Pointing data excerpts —
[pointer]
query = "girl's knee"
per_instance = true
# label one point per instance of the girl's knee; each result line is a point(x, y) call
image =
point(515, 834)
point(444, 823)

Written instruction — Rewrite all of the lines above, requests included, and scale every point coordinate in the answers by 0.45. Round each result to a whole number, with halves going up.

Full output —
[pointer]
query = "girl's knee"
per_instance = true
# label one point per instance of the girl's knee; each result line is a point(x, y) call
image =
point(232, 375)
point(200, 370)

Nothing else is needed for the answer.